Work item
The response must contain every line below in which "statue" appears.

(Records from a collection)
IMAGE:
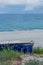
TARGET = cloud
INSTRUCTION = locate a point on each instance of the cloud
(29, 4)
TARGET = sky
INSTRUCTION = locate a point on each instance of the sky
(21, 6)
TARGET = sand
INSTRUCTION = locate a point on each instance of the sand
(35, 35)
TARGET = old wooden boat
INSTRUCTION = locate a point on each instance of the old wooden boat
(24, 46)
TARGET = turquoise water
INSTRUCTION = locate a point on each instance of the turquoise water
(10, 22)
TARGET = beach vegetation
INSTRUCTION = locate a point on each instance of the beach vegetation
(34, 62)
(38, 50)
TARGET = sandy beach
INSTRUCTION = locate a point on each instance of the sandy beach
(35, 35)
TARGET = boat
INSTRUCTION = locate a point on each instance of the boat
(24, 46)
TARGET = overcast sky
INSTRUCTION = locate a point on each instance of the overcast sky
(21, 6)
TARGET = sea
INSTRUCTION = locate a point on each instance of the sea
(12, 22)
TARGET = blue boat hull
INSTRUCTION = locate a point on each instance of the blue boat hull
(26, 48)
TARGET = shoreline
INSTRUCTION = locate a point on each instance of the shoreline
(35, 35)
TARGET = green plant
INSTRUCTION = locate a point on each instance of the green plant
(6, 54)
(34, 62)
(38, 50)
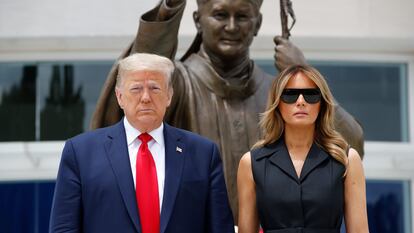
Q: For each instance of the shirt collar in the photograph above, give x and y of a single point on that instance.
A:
(132, 133)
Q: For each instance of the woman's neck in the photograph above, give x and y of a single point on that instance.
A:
(299, 139)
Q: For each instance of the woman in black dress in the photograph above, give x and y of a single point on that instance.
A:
(302, 177)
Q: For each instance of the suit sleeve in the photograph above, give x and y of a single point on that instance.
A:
(220, 216)
(66, 214)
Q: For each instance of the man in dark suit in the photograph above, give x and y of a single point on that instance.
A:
(178, 176)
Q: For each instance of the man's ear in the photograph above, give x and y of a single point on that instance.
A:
(170, 94)
(118, 95)
(196, 18)
(258, 24)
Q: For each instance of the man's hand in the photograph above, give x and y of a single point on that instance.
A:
(166, 10)
(287, 54)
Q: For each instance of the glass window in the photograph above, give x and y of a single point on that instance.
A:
(48, 101)
(375, 94)
(389, 205)
(17, 102)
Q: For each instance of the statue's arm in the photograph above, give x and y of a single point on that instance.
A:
(287, 54)
(157, 33)
(158, 29)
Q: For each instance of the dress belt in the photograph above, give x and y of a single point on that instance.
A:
(303, 230)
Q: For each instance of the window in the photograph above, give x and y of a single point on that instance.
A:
(48, 101)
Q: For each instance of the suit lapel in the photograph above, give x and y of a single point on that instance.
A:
(315, 157)
(281, 158)
(117, 153)
(174, 160)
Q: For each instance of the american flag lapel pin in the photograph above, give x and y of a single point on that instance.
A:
(178, 149)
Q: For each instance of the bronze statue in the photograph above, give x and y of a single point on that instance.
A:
(218, 90)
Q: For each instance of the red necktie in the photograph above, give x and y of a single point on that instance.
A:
(147, 188)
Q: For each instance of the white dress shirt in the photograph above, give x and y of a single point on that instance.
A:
(157, 147)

Solution to this problem
Q: For each instance of the statue's arm in the photograph above, give x and y of a single point on that instance.
Q: For each instance of the bronze statue in the photograph above, give x and y of a single point on that instance.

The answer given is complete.